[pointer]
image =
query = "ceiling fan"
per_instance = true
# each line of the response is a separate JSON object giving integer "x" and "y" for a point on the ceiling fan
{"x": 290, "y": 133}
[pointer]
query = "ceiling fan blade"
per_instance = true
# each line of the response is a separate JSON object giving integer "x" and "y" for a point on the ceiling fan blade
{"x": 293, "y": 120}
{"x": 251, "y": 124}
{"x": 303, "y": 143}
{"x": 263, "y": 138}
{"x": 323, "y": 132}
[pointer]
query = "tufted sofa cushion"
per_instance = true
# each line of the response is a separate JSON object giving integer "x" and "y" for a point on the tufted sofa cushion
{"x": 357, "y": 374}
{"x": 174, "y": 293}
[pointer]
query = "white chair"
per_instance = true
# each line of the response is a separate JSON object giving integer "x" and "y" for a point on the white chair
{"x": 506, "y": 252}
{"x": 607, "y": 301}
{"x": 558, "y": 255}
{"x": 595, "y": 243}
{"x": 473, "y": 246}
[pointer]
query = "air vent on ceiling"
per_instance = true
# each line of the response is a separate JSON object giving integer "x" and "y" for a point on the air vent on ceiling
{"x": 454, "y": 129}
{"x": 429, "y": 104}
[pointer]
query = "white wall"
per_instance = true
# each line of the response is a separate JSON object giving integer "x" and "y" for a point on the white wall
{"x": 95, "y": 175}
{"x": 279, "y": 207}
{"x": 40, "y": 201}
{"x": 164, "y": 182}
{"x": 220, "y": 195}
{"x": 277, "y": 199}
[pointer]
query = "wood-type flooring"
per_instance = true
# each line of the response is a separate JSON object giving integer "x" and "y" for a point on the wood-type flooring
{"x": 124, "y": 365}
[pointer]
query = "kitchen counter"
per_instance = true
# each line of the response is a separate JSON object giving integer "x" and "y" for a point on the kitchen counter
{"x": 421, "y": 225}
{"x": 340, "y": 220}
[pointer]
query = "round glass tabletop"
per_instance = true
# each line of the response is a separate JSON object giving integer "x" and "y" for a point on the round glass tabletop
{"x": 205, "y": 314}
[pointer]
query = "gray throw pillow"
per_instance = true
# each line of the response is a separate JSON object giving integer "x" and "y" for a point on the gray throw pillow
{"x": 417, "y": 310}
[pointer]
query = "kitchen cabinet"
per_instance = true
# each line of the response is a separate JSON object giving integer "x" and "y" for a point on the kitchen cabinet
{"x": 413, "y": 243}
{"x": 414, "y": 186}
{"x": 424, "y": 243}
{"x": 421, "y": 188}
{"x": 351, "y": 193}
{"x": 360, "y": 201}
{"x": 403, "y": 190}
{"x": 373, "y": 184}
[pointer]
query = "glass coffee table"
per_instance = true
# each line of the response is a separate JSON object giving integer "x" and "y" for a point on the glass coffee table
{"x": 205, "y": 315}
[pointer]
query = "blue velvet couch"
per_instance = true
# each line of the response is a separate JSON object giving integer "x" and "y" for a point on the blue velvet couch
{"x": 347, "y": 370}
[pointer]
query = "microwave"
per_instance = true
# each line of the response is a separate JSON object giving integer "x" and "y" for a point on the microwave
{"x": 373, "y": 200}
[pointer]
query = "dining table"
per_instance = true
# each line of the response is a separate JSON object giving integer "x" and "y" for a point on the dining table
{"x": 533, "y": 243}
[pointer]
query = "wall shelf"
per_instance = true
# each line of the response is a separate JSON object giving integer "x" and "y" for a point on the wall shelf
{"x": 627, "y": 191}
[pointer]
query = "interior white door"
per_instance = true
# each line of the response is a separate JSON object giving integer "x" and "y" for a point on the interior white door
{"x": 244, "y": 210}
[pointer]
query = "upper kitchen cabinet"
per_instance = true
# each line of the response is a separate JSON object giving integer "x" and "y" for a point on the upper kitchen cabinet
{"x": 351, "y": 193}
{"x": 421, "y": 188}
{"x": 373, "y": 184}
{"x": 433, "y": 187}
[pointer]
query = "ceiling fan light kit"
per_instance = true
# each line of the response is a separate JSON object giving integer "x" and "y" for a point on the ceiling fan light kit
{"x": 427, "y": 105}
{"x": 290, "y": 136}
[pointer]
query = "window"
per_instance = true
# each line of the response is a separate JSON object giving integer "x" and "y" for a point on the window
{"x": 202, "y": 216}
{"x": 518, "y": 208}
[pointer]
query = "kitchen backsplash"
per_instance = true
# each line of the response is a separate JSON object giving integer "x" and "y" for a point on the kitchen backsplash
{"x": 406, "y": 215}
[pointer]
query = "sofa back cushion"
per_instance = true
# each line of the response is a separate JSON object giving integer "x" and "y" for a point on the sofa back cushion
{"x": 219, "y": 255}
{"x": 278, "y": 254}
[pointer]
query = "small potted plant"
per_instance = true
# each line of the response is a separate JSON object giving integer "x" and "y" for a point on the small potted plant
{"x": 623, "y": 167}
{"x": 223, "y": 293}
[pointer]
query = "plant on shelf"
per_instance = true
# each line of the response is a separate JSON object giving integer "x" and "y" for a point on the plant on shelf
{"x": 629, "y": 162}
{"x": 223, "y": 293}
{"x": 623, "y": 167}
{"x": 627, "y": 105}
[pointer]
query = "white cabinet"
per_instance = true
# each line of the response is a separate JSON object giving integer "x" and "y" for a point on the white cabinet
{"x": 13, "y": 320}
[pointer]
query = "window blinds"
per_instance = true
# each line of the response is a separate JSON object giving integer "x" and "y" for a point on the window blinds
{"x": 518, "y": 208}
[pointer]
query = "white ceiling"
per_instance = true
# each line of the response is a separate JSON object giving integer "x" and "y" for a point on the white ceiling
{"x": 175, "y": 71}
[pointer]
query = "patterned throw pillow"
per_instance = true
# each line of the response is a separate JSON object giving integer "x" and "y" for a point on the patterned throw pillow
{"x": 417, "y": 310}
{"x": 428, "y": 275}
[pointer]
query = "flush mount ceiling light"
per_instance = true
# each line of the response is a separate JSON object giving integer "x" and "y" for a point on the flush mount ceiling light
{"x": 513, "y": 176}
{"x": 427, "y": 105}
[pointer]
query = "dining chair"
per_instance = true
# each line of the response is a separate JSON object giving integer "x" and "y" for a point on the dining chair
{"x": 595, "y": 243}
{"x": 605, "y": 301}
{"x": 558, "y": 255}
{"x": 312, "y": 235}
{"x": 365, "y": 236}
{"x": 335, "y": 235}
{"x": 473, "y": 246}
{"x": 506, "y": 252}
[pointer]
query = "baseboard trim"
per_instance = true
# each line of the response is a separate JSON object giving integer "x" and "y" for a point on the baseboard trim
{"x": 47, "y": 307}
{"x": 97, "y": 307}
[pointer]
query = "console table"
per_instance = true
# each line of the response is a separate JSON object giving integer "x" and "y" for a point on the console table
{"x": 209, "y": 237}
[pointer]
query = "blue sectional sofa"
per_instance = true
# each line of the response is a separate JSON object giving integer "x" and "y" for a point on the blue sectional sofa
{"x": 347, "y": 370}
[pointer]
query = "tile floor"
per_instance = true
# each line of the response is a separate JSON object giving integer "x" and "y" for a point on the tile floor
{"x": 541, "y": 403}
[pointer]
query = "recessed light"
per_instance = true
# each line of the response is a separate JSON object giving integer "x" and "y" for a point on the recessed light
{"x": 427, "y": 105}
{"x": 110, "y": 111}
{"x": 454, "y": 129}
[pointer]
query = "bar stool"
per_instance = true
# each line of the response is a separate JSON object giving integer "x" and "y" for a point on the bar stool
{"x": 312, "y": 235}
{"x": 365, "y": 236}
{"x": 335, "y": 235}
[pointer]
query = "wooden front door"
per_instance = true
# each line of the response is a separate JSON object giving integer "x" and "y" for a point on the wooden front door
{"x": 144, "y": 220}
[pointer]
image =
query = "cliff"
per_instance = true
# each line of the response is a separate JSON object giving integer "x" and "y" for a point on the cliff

**PROMPT**
In the material above, find each line that has the string "cliff" and return it.

**OUTPUT BELOW**
query = "cliff"
# each line of the response is a separate JSON object giving integer "x" and "y" for a point on the cliff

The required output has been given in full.